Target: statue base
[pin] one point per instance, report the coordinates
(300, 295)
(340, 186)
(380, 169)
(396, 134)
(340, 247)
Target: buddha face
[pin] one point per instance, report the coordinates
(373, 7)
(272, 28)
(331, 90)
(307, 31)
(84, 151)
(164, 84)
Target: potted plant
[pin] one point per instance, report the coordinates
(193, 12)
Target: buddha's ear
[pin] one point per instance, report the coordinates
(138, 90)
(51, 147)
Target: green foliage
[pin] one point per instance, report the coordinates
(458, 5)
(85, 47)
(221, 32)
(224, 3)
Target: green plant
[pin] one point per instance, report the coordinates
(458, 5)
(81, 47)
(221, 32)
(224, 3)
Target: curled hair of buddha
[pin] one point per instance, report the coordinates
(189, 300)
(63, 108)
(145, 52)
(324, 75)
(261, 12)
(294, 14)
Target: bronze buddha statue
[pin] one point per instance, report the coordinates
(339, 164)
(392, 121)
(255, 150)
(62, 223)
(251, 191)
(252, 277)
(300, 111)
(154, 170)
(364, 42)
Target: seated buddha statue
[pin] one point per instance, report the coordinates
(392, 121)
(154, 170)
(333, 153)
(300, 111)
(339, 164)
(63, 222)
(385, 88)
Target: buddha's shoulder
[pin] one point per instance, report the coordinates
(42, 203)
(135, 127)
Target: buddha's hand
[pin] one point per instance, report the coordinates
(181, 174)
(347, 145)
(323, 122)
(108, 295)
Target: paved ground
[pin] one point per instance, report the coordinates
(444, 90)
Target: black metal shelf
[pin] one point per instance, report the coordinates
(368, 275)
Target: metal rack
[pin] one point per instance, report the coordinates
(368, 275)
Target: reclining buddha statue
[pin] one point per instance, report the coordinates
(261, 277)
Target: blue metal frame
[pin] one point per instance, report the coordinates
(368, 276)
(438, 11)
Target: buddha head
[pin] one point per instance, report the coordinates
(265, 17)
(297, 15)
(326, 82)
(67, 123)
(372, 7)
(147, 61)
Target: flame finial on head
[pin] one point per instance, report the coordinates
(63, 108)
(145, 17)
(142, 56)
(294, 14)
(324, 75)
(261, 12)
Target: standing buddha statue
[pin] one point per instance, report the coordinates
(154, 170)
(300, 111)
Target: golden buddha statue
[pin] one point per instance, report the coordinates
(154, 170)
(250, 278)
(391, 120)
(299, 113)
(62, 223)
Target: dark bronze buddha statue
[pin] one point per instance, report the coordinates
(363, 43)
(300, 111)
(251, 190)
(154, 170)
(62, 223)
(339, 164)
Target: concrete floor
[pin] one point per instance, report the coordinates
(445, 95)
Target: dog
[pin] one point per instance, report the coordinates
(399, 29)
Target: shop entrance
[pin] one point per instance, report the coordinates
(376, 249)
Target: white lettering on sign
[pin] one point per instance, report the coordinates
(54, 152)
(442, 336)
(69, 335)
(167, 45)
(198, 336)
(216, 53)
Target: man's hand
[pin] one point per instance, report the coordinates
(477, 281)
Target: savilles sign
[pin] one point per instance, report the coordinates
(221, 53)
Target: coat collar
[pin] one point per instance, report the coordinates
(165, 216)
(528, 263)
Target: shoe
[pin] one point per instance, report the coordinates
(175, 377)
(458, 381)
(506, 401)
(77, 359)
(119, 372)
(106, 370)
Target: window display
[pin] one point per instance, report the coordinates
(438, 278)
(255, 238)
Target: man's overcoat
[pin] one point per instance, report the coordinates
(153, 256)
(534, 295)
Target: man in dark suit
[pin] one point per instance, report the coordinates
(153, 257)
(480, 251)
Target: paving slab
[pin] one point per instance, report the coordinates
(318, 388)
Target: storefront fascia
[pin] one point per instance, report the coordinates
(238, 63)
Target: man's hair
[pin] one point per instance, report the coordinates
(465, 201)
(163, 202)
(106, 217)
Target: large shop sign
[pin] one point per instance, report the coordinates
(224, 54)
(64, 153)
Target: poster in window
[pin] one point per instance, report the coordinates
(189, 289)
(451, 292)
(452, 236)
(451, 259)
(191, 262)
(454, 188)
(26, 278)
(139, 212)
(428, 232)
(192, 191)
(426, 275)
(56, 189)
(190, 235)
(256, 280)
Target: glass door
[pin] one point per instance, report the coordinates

======

## [Exercise aim]
Write the material out exactly, with nothing left out.

## [Answer to this problem]
Target: statue base
[pin] one point per instance, report the coordinates
(300, 295)
(340, 186)
(380, 169)
(396, 134)
(340, 247)
Target: buddha face
[pin] one point per instance, report the coordinates
(373, 7)
(272, 28)
(331, 90)
(307, 31)
(84, 151)
(164, 84)
Target: potted plant
[pin] one point per instance, report the coordinates
(193, 12)
Target: buddha's ear
[pin] one point per instance, report the coordinates
(138, 90)
(51, 147)
Target: green foliage
[pin] one point per instance, report the coordinates
(458, 5)
(85, 47)
(221, 32)
(224, 3)
Target: green plant
[pin] one point per instance, report the coordinates
(458, 5)
(81, 47)
(221, 32)
(224, 3)
Target: curled hair of buddha
[pin] one point per instance, report the coordinates
(189, 300)
(63, 108)
(145, 52)
(324, 75)
(261, 12)
(294, 14)
Target: bronze buddha statue
[pin] one point per instance, report the coordinates
(339, 164)
(392, 121)
(255, 150)
(62, 223)
(251, 191)
(252, 277)
(300, 111)
(154, 170)
(364, 42)
Target: seated buddha statue
[pin] one point per instance, report the coordinates
(392, 121)
(154, 170)
(333, 153)
(300, 111)
(339, 164)
(63, 222)
(385, 88)
Target: buddha's shoulder
[pin] one point per instance, report the coordinates
(42, 203)
(135, 127)
Target: buddha's hand
[pin] one point per instance, report the coordinates
(181, 174)
(347, 145)
(323, 122)
(108, 295)
Target: paved ground
[pin] one point per instance, report the coordinates
(444, 90)
Target: black metal shelf
[pin] one point per instance, report the coordinates
(368, 275)
Target: metal rack
[pin] one point per instance, report the coordinates
(368, 275)
Target: reclining buddha statue
[pin] one point per instance, report the coordinates
(261, 277)
Target: blue metal frame
[pin] one point per instance, report the coordinates
(368, 276)
(438, 11)
Target: buddha head
[pin] one point per instance, report the coordinates
(265, 17)
(297, 15)
(326, 82)
(67, 123)
(372, 7)
(147, 61)
Target: flame finial on head
[pin] one point per instance, report the coordinates
(63, 108)
(145, 17)
(142, 56)
(294, 14)
(324, 75)
(261, 12)
Target: standing buddha statue
[pin] one point per instance, report the coordinates
(154, 170)
(300, 111)
Target: golden buddha statue
[pin] one point per instance, report the coordinates
(154, 170)
(250, 278)
(391, 120)
(299, 113)
(62, 223)
Target: dark bronze buddha statue
[pin] one point per instance, report the coordinates
(363, 43)
(300, 111)
(251, 190)
(154, 170)
(62, 223)
(339, 164)
Target: concrete floor
[pin] one point per instance, report the coordinates
(445, 95)
Target: dog
[pin] one point per instance, report the coordinates
(399, 29)
Target: shop entrance
[pin] one point per instance, report the coordinates
(376, 249)
Target: white lettering on sign
[pin] one point per instance, report the coordinates
(54, 152)
(442, 336)
(69, 335)
(167, 45)
(198, 336)
(216, 53)
Target: man's hand
[pin] one point per instance, report the coordinates
(477, 281)
Target: savilles sign
[pin] one point per instance, report the coordinates
(221, 53)
Target: coat collar
[pin] one point per instance, report the coordinates
(165, 216)
(528, 263)
Target: shoe
[pin] one point per instance, report the coordinates
(175, 377)
(458, 381)
(506, 401)
(77, 359)
(119, 372)
(106, 370)
Target: window display
[pin] one point per instance, report the coordinates
(438, 278)
(255, 238)
Target: man's overcoat
[pin] one point per instance, report the coordinates
(153, 256)
(534, 295)
Target: man in dark suit
[pin] one point per instance, report the coordinates
(153, 257)
(480, 251)
Target: paving slab
[pin] one point per instance, report the coordinates
(318, 388)
Target: storefront fascia
[pin] one point per instance, report the coordinates
(238, 63)
Target: man's hair
[pin] one point per instance, report the coordinates
(465, 201)
(163, 202)
(106, 217)
Target: large shop sign
[pin] one point per instance, report the coordinates
(224, 54)
(64, 153)
Target: poster in window
[pin] one point per instance, report the coordinates
(189, 289)
(451, 292)
(452, 236)
(451, 259)
(191, 262)
(454, 188)
(26, 278)
(139, 212)
(428, 232)
(192, 191)
(426, 275)
(56, 189)
(190, 235)
(256, 280)
Target: glass door
[pin] one point per instance, report the coordinates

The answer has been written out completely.